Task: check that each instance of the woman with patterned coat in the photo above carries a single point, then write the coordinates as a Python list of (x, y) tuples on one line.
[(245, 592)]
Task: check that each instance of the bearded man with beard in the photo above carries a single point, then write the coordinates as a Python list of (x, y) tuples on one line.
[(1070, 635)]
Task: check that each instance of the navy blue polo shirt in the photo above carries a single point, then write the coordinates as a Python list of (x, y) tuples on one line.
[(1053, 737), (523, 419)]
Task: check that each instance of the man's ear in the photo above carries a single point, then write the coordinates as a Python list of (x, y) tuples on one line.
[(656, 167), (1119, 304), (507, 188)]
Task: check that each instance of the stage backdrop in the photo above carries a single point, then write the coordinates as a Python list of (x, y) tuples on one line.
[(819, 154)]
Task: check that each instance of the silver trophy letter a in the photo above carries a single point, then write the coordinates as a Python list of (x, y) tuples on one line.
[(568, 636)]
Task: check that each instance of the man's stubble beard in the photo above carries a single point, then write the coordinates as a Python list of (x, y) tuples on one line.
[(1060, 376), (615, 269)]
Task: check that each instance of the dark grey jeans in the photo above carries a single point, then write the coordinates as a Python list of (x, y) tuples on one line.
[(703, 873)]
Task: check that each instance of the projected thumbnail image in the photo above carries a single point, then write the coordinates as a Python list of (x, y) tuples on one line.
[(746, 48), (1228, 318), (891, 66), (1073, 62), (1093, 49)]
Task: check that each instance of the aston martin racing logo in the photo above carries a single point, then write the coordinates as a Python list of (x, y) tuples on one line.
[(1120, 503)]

What the task asks
Each line from the one containing "Task: check that each instance of the bearded" to the end of the listing above should be copied exactly, and nothing else.

Task answer
Task: check that each instance of the bearded man with beard in the photo above carries a single point, then write the coordinates as a Python list of (x, y) tuples on one line.
[(1070, 635)]
Task: check that each instance of the navy blue polo shirt in the photo above carries a single point, then write the coordinates as a Python list of (x, y) tuples on one line.
[(1053, 737), (523, 419)]
Task: check that each instance of the man's ear in the photo above carries a single point, then write the coordinates as a Python list of (x, y) tuples on one line.
[(656, 167), (1119, 304), (507, 188)]
Task: check that each instance of the stage backdrop in the photo above carries a single point, then write the coordinates as a Python list of (x, y) tuples on one line.
[(819, 154)]
Task: check that each instance of the silver trophy letter a in the photo above carries a single point, then write the coordinates as a Python list of (x, y) tuples on one line.
[(568, 636)]
Task: check that each instance of the man's stubble beard in the photo above carries a single point, then write the coordinates as a Python list of (x, y) tuples on one line.
[(1060, 376), (615, 269)]
Task: check that each instance of the dark grey jeans in the photo above carries a single point, then write the coordinates as a Python list of (x, y) tuples on one line.
[(703, 873)]
Task: check that each instance of the projected thumbnail image in the photo above carries a single point, then write the coordinates as a Python list of (x, y) tuples on one line.
[(746, 48), (1228, 318), (891, 66), (1073, 62), (1093, 49)]
Task: check that each instance of the aston martin racing logo in the photo above carries a single point, then write the coordinates as a Python list of (x, y) tuples on one line.
[(1120, 503)]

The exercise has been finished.